## Given passage
>>
Patience and prudence are bred in Canadians’ bones. Perhaps never will those characteristics, sometimes derided, serve the country and its people so well as in the year or two ahead.
It is now two years since the spectacular financial fireworks of the Fall of 2008. Countries around the globe, including Canada, went into varying degrees of recession from which they are now emerging. For Canadian executives, the great question is, “Where to from here?” My guess is that Canada performs better than most but considerably short of the heady pre-crisis days. The economy has a different feel to it now. Confidence is shaky, and we will be a while putting the immediate past behind us.
Those certainly were fireworks in the fall of 2008. Henry M. Paulson was the U.S. Secretary of the Treasury at the time. For perspective on just how dire the situation was read his book, On the Brink: Inside the Race to Stop the Collapse of the Global Financial System (2010).
Words like “brink” and “collapse” have not been used by serious people to describe the global financial system since 1929. But we have not had a Lehman Brothers or AIG adventure since 1929 either. Two other books that provide insight into the financial crisis and the players involved are Andrew Sorkin’s, Too Big to Fail: The Inside Story of How Wall Street and Washington Fought to Save the Financial System – and Themselves (2009) and Michael Lewis’ The Big Short: Inside the Doomsday Machine (2010).
You can’t have 2008-category global financial crisis and not have a global recession. The surprise is not the recession but that it was as mild, at least statistically, as it was. At this point, the cynic might question the use of the word “was” and say it may be hasty to call the recession really over; the so called double dip.
The global economy lost 2.5 percent in 2009, with emerging economies like those of China, India and Brazil gaining 1.0 percent and developed economies losing 3.5 percent. Think the G20 for developed economies. Specifically, Canada posted -2.5 percent; the U.S. -2.4 percent; the Euro area -4.1 percent; the UK -4.9 percent; Japan -5.3 percent; China 8.7 percent; India 7.4 percent; Brazil -0.2 percent and Australia 1.3 percent.
Looking forward, we have a lot going for us in Canada. First, we are a major commodity exporter. Commodity demand and price are tied to global growth, and global growth should be in the vicinity of three percent in 2011 and 2012, with emerging economies again substantially outpacing developed economies.
<<
## Set problem
Pick up the commentary on Canada's economic outlook after the 2008 financial crisis from its last sentence above, and carry it forward.

(Location identification items)
>>
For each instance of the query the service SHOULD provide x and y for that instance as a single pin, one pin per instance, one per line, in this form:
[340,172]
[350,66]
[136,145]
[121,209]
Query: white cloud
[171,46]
<<
>>
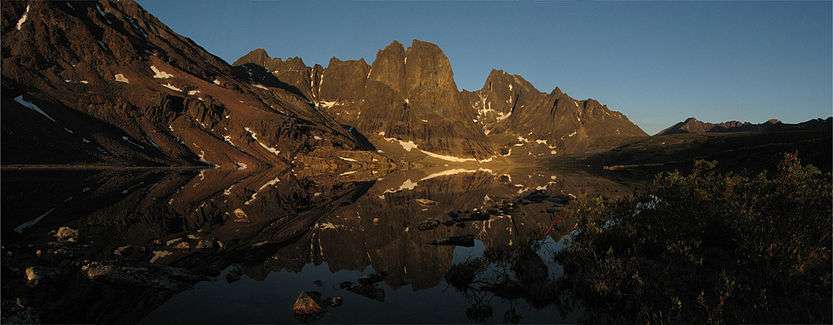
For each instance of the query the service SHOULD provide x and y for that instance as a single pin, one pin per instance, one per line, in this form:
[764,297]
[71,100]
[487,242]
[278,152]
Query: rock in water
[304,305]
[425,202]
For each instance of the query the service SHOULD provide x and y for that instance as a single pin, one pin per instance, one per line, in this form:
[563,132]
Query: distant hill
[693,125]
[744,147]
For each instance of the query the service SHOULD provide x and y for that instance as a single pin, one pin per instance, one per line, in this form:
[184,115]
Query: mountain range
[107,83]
<<
>>
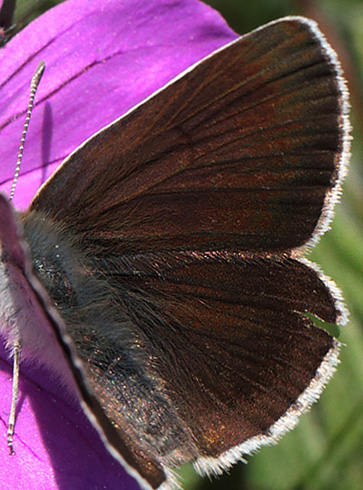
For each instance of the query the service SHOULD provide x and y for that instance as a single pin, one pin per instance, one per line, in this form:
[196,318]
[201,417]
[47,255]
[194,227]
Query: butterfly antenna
<<
## Task response
Emerging economies buy Canadian commodities and turn them into finished goods for export. Emerging economy demand for our commodities is good for us in its own right in that it means more sales; it also puts upward pressure on commodity prices, pushing our commodity revenues up further. You cannot beat having abundant oil, gas, water, agricultural products, minerals, etc. in a growing world short of resources.
Second, our financial system is healthy. We do not have the problems they have in the U.S. and Europe. Health in anything is always partly luck but in the case of our financial system, it is also a consequence of sensible legislation and regulation, good management over the years and old-fashioned Canadian prudence when it comes to money.
We should not underestimate the importance of a properly functioning financial system in economic performance. It leads to more savings, more investment, lower capital costs and more stability, all other things equal. When the financial system works properly, you don’t think about it. When it doesn’t, it is all you think about.
Third, by developed-economy standards, Canadian government finances are in good shape. Should recovery falter, Canada has the capacity to stimulate further as needed. Similar to a properly functioning financial system, sound government finances contribute to economic performance on the savings, investment, capital cost and stability fronts.
Fourth, the Canadian economy has considerable forward momentum. The rhetoric aside, the recession was modest and the immediate recovery quite robust. Momentum matters in economics.
Finally, what you are not can be as important in economics as what you are. Canada does not have the aging demographic problems that, for example, Japan does. We do not have the social welfare cost/workplace rule issues that Europe does. We do not have the international obligations that the U.S. does, particularly in the military realm. We are not as dependent on old-economy manufacturing industries as the U.S. and Europe. We are not too dependent on one sector for our prosperity; we are a nice mix of manufacturing, resources, services and government. Our government/political machinery is not as efficient and effective in getting things done as we would like, but it sure seems a good deal better than those of the U.S. and Europe.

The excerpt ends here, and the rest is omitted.